[To do]:
A) Decide whether each statement agrees with the audit report excerpt. Answer yes or no for each and quote the deciding words. (i) The directors are responsible for assessing the company's ability to continue as a going concern. (ii) Reasonable assurance guarantees that an audit will always detect a material misstatement when it exists. (iii) The risk of not detecting a material misstatement due to fraud is higher than the risk of not detecting one from error.
B) Write the next part of the audit report excerpt, picking up after its last sentence.
#### Provided text
Matters on which we are required to report by exception

In the light of our knowledge and understanding of the company and its environment obtained in the course of the audit, we have not identified material misstatements in the Strategic Report and the Directors' Report.

We have nothing to report in respect of the following matters where the Companies Act 2006 requires us to report to you if, in our opinion:

· adequate accounting records have not been kept, or returns adequate for our audit have not been received from branches not visited by us; or
· the financial statements are not in agreement with the accounting records and returns; or
· certain disclosures of directors' remuneration specified by law are not made; or
· we have not received all the information and explanations we require for our audit.

Responsibilities of directors

As explained more fully in the Statement of Directors' Responsibilities [set out on page 6], the directors are responsible for the preparation of the financial statements and for being satisfied that they give a true and fair view, and for such internal control as the directors determine is necessary to enable the preparation of financial statements that are free from material misstatement, whether due to fraud or error.

In preparing the financial statements, the directors are responsible for assessing the company's ability to continue as a going concern, disclosing, as applicable, matters related to going concern and using the going concern basis of accounting unless the directors either intend to liquidate the company or to cease operations, or have no realistic alternative but to do so.

Auditor’s responsibilities for the audit of the financial statements

Our objectives are to obtain reasonable assurance about whether the financial statements as a whole are free from material misstatement, whether due to fraud or error, and to issue an auditor's report that includes our opinion. Reasonable assurance is a high level of assurance, but is not a guarantee that an audit conducted in accordance with ISAs (UK) will always detect a material misstatement when it exists. Misstatements can arise from fraud or error and are considered material if, individually or in the aggregate, they could reasonably be expected to influence the economic decisions of users taken on the basis of these financial statements.

The extent to which our procedures are capable of detecting irregularities, including fraud is detailed below:
Irregularities, including fraud, are instances of non-compliance with laws and regulations. We design procedures in line with our responsibilities, outlined above, to detect material misstatements in respect of irregularities, including fraud. The extent to which our procedures are capable of detecting irregularities, including fraud, is detailed below:

We gained an understanding of the legal and regulatory framework applicable to the company and the industry in which it operates and considered the risk of acts by the company that were contrary to applicable laws and regulations, including fraud. We designed audit procedures to respond to the risk, recognising that the risk of not detecting a material misstatement due to fraud is higher than the risk of not detecting one from error, as fraud may involve deliberate concealment by, for example, forgery or intentional misrepresentations, or through collusion.
########
#### Dataset content
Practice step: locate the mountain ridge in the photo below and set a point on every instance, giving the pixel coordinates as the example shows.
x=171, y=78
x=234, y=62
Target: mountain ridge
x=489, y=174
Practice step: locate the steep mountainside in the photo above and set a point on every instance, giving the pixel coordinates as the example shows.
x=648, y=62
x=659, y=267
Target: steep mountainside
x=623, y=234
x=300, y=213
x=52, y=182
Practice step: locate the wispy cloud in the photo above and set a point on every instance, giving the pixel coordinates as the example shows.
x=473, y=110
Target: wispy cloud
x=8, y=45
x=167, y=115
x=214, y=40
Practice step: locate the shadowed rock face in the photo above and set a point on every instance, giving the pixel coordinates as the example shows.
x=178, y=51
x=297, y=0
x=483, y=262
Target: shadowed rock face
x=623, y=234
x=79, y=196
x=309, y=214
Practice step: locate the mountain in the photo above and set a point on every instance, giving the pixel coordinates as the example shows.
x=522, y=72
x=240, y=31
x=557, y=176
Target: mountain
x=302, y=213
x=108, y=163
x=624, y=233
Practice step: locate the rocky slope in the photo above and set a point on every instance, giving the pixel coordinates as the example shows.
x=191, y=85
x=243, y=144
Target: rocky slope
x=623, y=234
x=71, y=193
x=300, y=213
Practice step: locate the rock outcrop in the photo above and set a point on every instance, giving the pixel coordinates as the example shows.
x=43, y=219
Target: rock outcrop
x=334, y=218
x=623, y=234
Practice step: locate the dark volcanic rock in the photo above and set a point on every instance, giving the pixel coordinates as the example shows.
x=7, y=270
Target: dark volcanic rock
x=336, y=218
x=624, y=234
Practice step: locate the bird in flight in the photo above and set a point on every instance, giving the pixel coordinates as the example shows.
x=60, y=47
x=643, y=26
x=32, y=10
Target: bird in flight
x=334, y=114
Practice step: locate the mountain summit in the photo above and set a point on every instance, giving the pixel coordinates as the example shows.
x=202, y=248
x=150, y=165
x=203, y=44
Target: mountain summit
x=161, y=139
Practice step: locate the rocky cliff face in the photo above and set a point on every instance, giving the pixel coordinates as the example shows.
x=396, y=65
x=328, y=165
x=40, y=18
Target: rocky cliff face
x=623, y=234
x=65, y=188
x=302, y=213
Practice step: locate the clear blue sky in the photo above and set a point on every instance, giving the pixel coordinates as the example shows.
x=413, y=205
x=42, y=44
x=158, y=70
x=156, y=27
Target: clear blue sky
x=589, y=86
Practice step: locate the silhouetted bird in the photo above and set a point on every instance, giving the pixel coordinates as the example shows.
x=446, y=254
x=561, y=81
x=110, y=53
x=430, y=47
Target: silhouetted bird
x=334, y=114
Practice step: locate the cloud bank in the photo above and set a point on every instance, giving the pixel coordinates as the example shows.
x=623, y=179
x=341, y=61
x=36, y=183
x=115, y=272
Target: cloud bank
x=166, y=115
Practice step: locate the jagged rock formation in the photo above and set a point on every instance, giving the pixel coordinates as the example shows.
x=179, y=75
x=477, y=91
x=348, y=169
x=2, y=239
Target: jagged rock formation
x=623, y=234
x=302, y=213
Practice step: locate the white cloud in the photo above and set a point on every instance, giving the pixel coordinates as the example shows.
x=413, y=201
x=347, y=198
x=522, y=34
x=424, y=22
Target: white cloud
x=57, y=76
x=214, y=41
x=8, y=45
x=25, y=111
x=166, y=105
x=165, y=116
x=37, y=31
########
[Expected results]:
A)
(i) Yes: "the directors are responsible for assessing the company's ability to continue as a going concern"
(ii) No: "Reasonable assurance is a high level of assurance, but is not a guarantee that an audit conducted in accordance with ISAs (UK) will always detect a material misstatement when it exists"
(iii) Yes: "the risk of not detecting a material misstatement due to fraud is higher than the risk of not detecting one from error"

B)
We focussed on laws and regulations which could give rise to a material misstatement in the financial statements, including, but not limited to, the Companies Act 2006, FRS 102 The Financial Reporting Standard applicable in the UK and Republic of Ireland and UK tax legislation. Our tests included agreeing the financial statement disclosures to underlying supporting documentation, enquiries with management and enquiries of legal counsel. There are inherent limitations in the audit procedures described above and, the further removed non-compliance with laws and regulations is from the events and transactions reflected in the financial statements, the less likely we would become aware of it.

As in all our audits, we also addressed the risk of management override of internal controls by testing journal entries and evaluating whether there was evidence of management bias which represented a risk of material misstatement due to fraud.

A further description of our responsibilities is available on the Financial Reporting Council's website at www.frc.org.uk/auditorsresponsibilities. This description forms part of our auditor's report.

We gained an understanding of the legal and regulatory framework applicable to the company and the industry in which it operates and considered the risk of acts by the company that were contrary to applicable laws and regulations, including fraud. We designed audit procedures to respond to the risk, recognising that the risk of not detecting a material misstatement due to fraud is higher than the risk of not detecting one from error, as fraud may involve deliberate concealment by, for example, forgery or intentional misrepresentations, or through collusion.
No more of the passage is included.